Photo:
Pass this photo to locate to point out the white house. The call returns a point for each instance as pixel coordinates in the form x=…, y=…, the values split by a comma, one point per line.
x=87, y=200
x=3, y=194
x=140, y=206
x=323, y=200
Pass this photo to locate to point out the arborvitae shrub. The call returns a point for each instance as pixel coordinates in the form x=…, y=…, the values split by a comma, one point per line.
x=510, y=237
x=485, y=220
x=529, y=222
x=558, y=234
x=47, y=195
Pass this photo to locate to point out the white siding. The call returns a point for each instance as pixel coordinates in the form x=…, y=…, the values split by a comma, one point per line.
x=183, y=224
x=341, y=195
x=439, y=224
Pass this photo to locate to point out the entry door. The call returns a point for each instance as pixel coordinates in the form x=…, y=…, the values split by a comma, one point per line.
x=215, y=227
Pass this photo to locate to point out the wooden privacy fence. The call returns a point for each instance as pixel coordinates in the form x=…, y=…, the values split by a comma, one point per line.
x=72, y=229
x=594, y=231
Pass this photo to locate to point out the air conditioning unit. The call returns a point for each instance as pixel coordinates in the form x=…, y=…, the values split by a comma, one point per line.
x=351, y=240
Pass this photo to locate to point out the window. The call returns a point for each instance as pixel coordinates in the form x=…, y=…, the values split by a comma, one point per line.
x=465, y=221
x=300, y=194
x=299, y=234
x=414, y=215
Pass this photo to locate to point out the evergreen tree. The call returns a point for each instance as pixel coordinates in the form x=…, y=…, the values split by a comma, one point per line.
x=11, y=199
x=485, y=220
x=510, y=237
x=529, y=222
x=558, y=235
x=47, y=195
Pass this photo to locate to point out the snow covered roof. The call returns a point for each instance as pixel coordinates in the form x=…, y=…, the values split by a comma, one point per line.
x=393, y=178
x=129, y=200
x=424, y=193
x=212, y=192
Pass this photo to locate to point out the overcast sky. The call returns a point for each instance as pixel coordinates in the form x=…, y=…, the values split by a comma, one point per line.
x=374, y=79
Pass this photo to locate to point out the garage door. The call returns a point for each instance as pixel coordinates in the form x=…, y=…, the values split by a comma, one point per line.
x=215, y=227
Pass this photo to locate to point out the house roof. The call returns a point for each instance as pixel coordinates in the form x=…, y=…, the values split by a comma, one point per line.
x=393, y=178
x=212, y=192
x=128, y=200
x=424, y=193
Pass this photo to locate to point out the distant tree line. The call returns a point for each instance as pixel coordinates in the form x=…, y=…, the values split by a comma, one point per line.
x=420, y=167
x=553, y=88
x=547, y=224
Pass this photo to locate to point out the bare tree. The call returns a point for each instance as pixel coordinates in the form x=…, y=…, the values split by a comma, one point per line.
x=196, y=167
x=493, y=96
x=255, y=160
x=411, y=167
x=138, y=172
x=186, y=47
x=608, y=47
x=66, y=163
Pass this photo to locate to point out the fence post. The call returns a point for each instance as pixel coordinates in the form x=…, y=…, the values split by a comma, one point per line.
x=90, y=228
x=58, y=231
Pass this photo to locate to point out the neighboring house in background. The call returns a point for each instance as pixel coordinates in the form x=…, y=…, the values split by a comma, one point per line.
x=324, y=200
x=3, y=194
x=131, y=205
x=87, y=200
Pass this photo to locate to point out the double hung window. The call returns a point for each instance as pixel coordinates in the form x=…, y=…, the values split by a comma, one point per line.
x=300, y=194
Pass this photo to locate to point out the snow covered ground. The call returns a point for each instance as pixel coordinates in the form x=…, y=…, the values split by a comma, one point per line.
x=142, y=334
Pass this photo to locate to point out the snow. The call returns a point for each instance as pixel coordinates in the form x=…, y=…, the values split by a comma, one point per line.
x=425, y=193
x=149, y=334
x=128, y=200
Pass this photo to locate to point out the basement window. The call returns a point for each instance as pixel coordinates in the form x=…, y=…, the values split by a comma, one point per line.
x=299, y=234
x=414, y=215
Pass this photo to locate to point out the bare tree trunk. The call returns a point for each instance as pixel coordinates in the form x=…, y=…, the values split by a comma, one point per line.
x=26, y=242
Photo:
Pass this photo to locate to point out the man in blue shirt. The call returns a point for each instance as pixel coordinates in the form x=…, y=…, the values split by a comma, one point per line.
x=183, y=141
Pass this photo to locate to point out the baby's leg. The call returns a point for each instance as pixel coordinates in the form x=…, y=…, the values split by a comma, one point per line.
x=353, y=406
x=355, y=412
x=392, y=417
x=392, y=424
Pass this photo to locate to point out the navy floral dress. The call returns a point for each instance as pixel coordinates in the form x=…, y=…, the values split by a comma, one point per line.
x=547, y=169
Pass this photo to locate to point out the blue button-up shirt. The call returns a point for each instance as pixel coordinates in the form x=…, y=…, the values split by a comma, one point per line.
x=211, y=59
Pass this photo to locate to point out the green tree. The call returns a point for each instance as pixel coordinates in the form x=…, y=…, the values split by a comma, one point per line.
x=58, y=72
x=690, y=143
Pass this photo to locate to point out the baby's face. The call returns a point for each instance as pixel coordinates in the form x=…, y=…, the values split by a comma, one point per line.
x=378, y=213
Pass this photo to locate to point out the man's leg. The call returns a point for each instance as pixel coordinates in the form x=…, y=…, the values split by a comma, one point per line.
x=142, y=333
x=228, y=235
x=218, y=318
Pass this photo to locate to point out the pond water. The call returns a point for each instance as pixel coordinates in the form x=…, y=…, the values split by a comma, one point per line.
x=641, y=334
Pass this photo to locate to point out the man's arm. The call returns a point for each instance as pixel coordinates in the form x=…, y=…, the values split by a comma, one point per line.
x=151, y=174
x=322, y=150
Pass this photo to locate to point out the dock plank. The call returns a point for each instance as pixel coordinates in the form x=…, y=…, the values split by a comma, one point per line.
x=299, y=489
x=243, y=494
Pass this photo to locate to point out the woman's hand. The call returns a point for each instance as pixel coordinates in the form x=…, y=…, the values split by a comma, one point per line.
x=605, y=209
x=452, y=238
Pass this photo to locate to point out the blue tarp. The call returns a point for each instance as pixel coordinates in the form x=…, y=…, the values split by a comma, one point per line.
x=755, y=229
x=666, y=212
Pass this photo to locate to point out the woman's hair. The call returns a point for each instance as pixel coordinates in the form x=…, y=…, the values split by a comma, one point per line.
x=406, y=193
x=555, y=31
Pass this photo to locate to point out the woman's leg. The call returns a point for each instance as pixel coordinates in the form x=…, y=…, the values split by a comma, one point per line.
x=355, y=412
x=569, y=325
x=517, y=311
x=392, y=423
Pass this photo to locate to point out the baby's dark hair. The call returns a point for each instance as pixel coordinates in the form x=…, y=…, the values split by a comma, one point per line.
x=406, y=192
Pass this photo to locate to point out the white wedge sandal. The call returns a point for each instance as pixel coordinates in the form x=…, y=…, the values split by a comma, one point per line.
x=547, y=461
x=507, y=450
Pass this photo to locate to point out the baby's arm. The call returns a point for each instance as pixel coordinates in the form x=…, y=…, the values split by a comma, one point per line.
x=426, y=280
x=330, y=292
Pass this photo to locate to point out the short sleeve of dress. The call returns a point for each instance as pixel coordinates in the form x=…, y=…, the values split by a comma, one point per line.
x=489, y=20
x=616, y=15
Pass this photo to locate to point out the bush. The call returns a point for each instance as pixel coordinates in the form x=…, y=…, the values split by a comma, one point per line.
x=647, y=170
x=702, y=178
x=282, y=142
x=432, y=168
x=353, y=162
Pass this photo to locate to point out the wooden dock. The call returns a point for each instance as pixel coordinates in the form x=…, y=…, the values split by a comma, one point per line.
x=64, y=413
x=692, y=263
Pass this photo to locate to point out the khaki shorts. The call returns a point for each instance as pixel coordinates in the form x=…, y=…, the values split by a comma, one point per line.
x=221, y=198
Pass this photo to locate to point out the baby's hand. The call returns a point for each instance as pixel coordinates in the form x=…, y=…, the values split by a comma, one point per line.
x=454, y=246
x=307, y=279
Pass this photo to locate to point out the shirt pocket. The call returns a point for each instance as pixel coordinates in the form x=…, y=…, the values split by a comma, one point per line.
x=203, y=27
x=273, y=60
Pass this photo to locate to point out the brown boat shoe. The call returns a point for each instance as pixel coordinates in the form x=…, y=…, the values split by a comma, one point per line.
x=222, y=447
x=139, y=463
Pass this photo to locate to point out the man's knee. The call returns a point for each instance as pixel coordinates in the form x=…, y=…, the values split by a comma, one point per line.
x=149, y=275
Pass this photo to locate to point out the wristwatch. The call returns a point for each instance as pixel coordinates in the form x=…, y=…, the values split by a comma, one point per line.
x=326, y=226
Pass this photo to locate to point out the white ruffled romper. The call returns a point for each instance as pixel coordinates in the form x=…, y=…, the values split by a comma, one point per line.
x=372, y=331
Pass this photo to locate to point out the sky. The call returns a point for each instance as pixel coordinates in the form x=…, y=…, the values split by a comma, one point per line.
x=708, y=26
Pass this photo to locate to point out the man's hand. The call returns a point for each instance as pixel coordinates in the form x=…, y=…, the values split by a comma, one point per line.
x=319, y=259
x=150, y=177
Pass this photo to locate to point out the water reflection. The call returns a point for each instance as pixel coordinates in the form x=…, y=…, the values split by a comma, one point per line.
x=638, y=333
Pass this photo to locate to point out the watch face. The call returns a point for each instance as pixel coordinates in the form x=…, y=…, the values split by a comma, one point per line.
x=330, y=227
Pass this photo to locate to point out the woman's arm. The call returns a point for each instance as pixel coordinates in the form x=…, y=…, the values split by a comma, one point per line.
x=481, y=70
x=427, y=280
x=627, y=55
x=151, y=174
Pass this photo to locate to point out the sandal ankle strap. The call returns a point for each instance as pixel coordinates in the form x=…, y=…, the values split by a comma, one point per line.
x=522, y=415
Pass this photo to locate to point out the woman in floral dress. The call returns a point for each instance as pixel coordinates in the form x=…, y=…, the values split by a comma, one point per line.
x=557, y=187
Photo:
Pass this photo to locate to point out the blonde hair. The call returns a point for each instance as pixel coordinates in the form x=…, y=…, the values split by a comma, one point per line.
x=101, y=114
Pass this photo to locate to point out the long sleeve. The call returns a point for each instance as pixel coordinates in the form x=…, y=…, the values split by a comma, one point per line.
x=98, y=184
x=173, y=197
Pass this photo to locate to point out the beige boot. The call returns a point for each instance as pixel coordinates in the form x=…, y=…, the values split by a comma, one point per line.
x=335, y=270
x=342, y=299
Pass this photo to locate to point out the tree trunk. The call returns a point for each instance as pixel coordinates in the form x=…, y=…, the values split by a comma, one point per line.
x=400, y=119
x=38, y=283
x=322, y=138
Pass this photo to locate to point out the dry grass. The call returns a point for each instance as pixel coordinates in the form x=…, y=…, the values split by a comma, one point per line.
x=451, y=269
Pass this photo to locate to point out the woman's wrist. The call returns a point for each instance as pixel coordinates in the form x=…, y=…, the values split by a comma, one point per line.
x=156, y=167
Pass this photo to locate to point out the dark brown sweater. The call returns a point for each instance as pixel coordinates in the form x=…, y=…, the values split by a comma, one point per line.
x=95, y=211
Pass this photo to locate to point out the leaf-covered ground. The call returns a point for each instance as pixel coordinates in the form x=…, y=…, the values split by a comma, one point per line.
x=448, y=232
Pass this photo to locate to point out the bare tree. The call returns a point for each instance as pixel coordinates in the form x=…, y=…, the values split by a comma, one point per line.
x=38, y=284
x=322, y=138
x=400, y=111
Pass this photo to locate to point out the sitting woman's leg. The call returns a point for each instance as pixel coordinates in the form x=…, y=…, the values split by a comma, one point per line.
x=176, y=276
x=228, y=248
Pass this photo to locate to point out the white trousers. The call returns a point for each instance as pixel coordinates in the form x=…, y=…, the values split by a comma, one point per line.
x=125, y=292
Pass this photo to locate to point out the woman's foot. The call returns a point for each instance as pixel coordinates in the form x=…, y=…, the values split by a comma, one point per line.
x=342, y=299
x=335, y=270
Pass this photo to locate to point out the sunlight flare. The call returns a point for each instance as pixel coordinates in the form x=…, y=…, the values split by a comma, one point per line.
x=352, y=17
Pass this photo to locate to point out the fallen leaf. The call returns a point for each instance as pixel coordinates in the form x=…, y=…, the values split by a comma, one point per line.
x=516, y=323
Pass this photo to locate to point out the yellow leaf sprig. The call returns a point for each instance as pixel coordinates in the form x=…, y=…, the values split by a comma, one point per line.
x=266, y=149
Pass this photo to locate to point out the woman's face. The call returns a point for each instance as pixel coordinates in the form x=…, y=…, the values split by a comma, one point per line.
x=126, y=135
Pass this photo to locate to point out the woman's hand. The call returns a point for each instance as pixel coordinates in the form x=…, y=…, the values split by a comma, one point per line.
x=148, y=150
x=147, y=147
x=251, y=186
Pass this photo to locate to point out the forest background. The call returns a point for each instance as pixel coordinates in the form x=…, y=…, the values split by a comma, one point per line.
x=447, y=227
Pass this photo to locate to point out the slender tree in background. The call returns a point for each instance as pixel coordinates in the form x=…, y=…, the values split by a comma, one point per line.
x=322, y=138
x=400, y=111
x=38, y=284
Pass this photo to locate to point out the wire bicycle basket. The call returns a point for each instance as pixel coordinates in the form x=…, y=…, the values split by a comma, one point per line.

----

▶ TASK TO CARRY OUT:
Please rewrite the items from the line with "bare tree trunk." to the line with "x=26, y=242", changing "bare tree trunk" to "leafless tree trunk" and leaving everything else as it is.

▶ TASK RESULT:
Pass this photo to locate to point out the leafless tree trunk. The call returns a point for each instance as pixel coordinates in the form x=…, y=…, the values split by a comma, one point per line.
x=26, y=242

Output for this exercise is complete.